Texto de leitura>
Por fim e de acordo com Ramos (2012) e Sanches (2013) cremos que em Cabo

Verde há uma tendência ao bipartidarismo e o sistema partidário apresenta um processo

institucionalização bem sucedido. Mas, não somente os trabalhos dessas duas autoras,

os dados das eleições desde a abertura política em 1991 corroboram esse argumento.

Durante este período das eleições livres em Cabo Verde somente o PAICV e o MpD

têm conseguido se alternar no governo, conforme demonstramos. A UCID, terceira

força política, tem conseguindo ao longo do tempo recrutar mais eleitores, seu número

de votos tem aumentando gradualmente. Recentemente nas eleições de 2016 pela

primeira vez na sua história conseguiu eleger três deputados para representação

parlamentar, mas esse crescimento não coloca em choque, pelo menos por enquanto, o

sistema bipartidário.

Registros de dados>
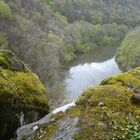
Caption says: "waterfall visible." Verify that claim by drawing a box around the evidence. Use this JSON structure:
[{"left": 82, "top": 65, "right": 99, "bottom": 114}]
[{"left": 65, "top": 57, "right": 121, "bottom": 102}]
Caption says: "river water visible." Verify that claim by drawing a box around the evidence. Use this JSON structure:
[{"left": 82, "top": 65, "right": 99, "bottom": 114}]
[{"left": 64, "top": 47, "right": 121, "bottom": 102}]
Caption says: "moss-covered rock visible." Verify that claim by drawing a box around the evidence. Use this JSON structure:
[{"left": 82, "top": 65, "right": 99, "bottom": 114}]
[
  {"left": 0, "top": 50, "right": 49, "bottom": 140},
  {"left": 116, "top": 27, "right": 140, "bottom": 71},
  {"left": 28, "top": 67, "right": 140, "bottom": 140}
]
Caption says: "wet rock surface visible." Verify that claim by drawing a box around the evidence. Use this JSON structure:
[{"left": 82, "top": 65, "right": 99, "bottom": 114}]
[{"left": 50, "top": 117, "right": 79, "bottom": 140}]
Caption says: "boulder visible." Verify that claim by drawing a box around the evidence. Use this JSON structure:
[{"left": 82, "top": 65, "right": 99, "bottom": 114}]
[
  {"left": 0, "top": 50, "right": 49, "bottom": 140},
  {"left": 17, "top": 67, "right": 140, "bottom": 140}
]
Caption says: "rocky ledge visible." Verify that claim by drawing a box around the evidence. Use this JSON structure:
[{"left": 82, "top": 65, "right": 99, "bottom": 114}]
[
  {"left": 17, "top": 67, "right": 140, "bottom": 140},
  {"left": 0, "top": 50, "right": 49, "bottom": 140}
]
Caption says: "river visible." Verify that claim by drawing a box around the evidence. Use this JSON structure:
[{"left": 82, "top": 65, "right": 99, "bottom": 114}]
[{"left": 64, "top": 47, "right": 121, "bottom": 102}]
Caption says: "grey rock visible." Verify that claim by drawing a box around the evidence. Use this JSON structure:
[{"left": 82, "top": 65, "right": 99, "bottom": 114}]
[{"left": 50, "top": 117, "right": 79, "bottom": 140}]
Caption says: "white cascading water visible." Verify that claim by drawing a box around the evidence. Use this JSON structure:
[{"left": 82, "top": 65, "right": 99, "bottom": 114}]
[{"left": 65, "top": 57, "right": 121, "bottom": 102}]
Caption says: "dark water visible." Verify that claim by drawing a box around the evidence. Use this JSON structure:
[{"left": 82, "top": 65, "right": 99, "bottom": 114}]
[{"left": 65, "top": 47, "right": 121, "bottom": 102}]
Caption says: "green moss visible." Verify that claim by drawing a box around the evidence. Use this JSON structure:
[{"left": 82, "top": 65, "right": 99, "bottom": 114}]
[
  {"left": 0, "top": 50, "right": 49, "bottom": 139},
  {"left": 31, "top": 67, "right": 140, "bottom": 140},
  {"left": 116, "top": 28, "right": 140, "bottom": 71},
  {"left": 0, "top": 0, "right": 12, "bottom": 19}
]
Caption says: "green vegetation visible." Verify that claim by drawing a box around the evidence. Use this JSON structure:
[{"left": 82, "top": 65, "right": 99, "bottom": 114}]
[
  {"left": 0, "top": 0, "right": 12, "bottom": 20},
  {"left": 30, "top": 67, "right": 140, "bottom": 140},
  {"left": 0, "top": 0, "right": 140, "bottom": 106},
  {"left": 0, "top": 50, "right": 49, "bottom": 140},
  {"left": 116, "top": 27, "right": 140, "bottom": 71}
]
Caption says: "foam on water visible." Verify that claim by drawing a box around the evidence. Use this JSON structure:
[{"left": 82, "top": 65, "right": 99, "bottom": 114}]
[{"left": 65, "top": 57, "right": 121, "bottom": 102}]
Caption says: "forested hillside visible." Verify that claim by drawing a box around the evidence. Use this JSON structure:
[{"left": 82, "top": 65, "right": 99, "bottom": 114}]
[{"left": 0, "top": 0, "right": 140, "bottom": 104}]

Exercícios>
1: Informe quantas linhas dos registros contêm a palavra "river", levando em conta a diferença entre maiúsculas e minúsculas, e responda somente com o número.
2: Continue o texto sobre o sistema partidário de Cabo Verde a partir do ponto em que ele termina.
O texto e os registros não têm nenhuma relação entre si.

Respostas por tarefa>
1: 2

2:
3.4. Institucionalização e a Democracia: o caso de Cabo Verde

Ao analisarmos a democracia cabo-verdiana deveremos mencionar a transição

política ocorrido na década de noventa. Esse processo negociado envolveu dois partidos

políticos, o Partido Africano da Independência de Cabo Verde (PAICV), que governou

o país após a independência em 1975 até os anos noventa, e o Movimento para

Democracia (MpD), criado na sequência do processo da abertura política, conforme

mencionado no capítulo dois. Antes de discutirmos concretamente o processo de

transição política que envolveu a elite política das duas maiores forças políticas cabo-

verdiana faremos uma breve análise no que diz respeita a organização e formação

desses dois partidos políticos.

Ao se fazer menção aos partidos políticos cabo-verdianos, Ramos (2012)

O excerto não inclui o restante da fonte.